■ Exercise brief:
Set down each of the following lines precisely as it appears.

■ Excerpted records:

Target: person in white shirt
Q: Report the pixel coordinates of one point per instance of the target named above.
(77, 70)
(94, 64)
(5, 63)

■ Result:
Target: person in white shirt
Q: Report the pixel coordinates of one point per instance of the target named above.
(77, 70)
(94, 64)
(5, 63)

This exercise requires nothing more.